Task directions -> Express the material below as a JSON list of strings, one string per line and no blank lines, starting at the line that contains "Note: indicate the car" and stopping after the line that contains "<point>498,824</point>". Include only those lines.

Records to use ->
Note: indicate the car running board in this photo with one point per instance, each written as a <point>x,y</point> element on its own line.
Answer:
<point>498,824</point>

--

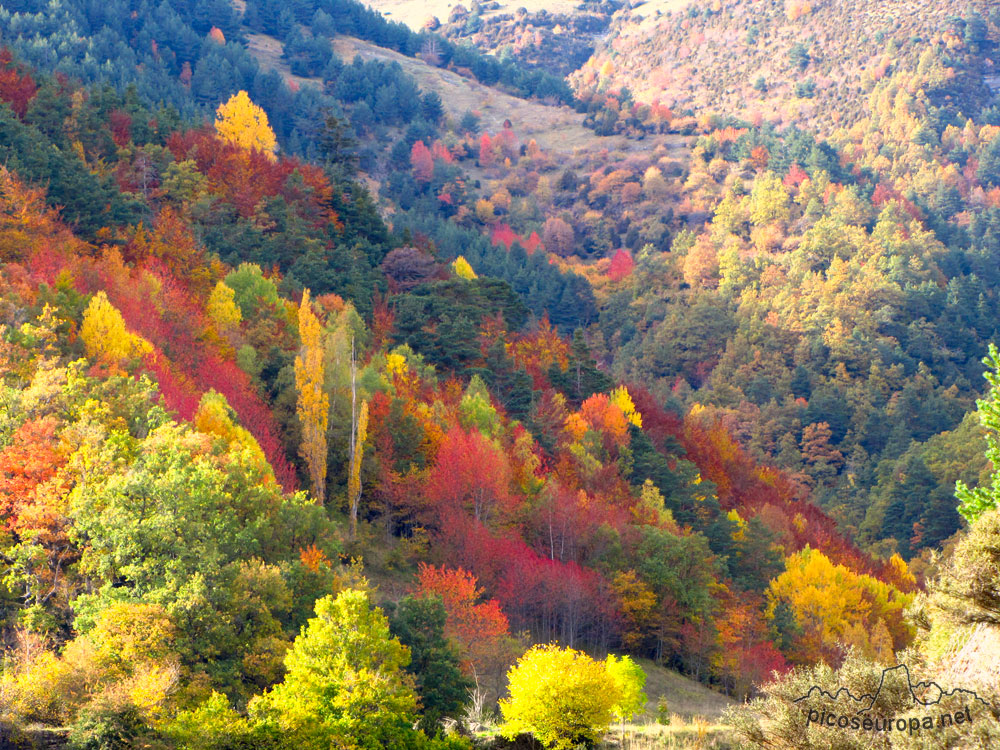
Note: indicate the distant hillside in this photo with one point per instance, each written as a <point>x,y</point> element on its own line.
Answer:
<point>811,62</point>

---

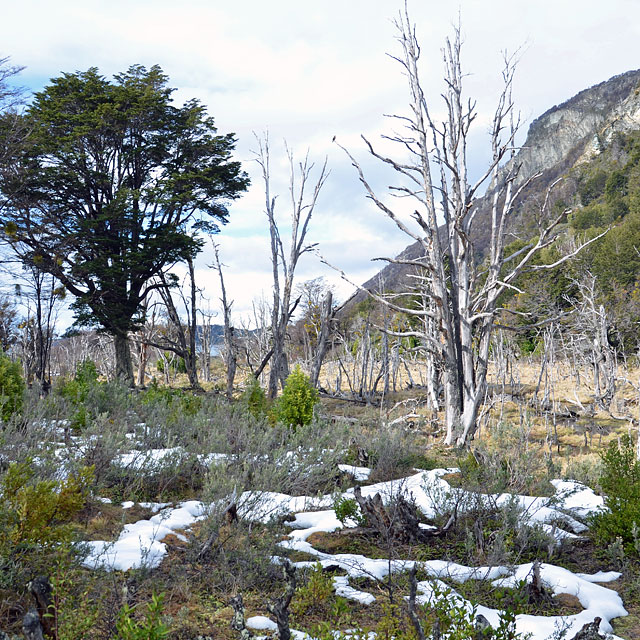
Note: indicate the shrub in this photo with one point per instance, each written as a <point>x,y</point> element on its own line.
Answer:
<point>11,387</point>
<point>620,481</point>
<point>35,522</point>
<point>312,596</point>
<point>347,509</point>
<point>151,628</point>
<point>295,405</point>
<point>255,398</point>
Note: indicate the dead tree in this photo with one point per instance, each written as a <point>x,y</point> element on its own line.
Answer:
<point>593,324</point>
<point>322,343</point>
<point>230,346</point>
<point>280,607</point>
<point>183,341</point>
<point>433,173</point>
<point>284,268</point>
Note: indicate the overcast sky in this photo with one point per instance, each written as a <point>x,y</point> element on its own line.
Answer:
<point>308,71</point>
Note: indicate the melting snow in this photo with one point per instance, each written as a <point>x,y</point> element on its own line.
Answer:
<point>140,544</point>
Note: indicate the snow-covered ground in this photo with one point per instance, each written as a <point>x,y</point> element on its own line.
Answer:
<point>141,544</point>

Answer in full ->
[
  "Note: indicate the car running board in this photo with one point per instance, each written as a <point>x,y</point> element on its own line.",
  "Answer:",
  "<point>498,824</point>"
]